**WHAT YOU ARE ASKED TO DO**
Set all the material down again unchanged, without the pictures.

**INPUT RECORDS**
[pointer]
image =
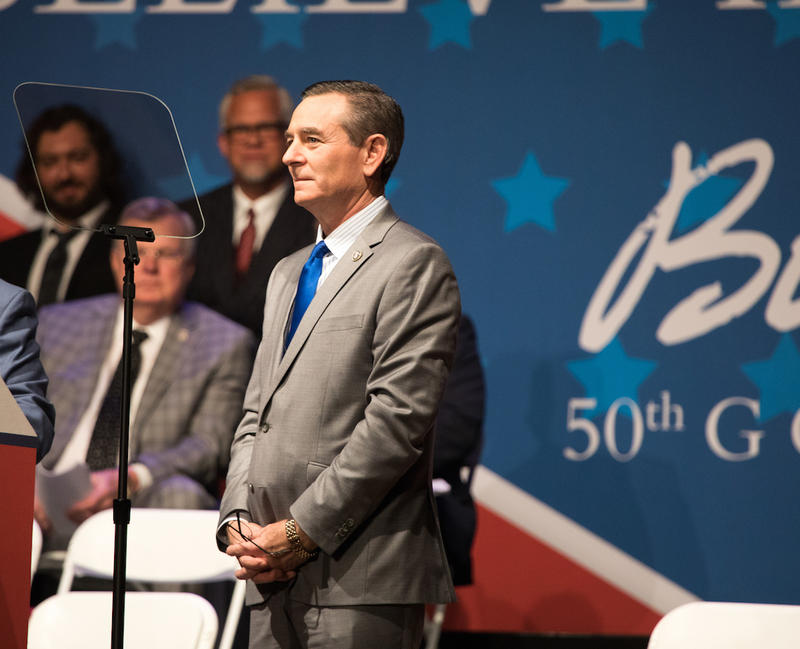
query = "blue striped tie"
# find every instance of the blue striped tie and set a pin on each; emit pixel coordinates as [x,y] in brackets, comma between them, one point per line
[307,286]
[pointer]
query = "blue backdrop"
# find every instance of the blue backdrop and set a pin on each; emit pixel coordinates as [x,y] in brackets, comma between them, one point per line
[541,137]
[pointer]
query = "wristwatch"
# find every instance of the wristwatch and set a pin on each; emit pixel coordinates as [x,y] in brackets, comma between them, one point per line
[296,543]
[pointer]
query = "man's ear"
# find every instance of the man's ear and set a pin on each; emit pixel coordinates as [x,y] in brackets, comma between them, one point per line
[223,145]
[375,148]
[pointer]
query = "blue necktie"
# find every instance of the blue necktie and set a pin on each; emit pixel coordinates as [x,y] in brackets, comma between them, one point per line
[307,286]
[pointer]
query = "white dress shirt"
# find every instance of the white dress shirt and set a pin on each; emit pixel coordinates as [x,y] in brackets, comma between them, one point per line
[75,248]
[340,240]
[266,209]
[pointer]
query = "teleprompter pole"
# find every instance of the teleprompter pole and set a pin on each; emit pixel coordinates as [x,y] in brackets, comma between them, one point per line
[122,504]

**FULL RESPONSE**
[pointer]
image =
query = "blue striped tie"
# find every instance of the blue striped tie and set a pin on each; emit pixel coordinates as [x,y] in brackets, comma between them, one point per line
[307,286]
[pointer]
query = "blue backdrop"
# find every instance of the blue backdrop and set a pin on each; emit pixel coordinates as [x,y] in brackets, comma between them, one point per line
[541,137]
[pointer]
query = "wristwatch"
# find every instance of the wristwatch and set a pin on each; emit pixel coordinates as [x,y] in brackets, comma between them, one point per line
[296,543]
[pointer]
query = "man's ear"
# find every instance of the man's ear and set a pin on each; emit pixel coordinates as [x,y] in brackets, comma between them, one point per line
[223,145]
[375,148]
[pointer]
query = "blue necktie"
# find every instance of the blue necktie and set a pin on each; emit pixel coordinates as [x,y] in brackets, comma between them, one point per line
[307,286]
[pointer]
query = "white dress shirt"
# find every instance of the white dress shirt and set a pin on each; emit pixel coordinates as [x,y] in brackets, comma between them, one point per line
[75,248]
[340,240]
[266,209]
[pointer]
query = "teleprompter pole"
# find every instance of the teleprompter pole and set a pin on each; emit pixel coordinates as [x,y] in brackets, comma between them, one point per line
[122,504]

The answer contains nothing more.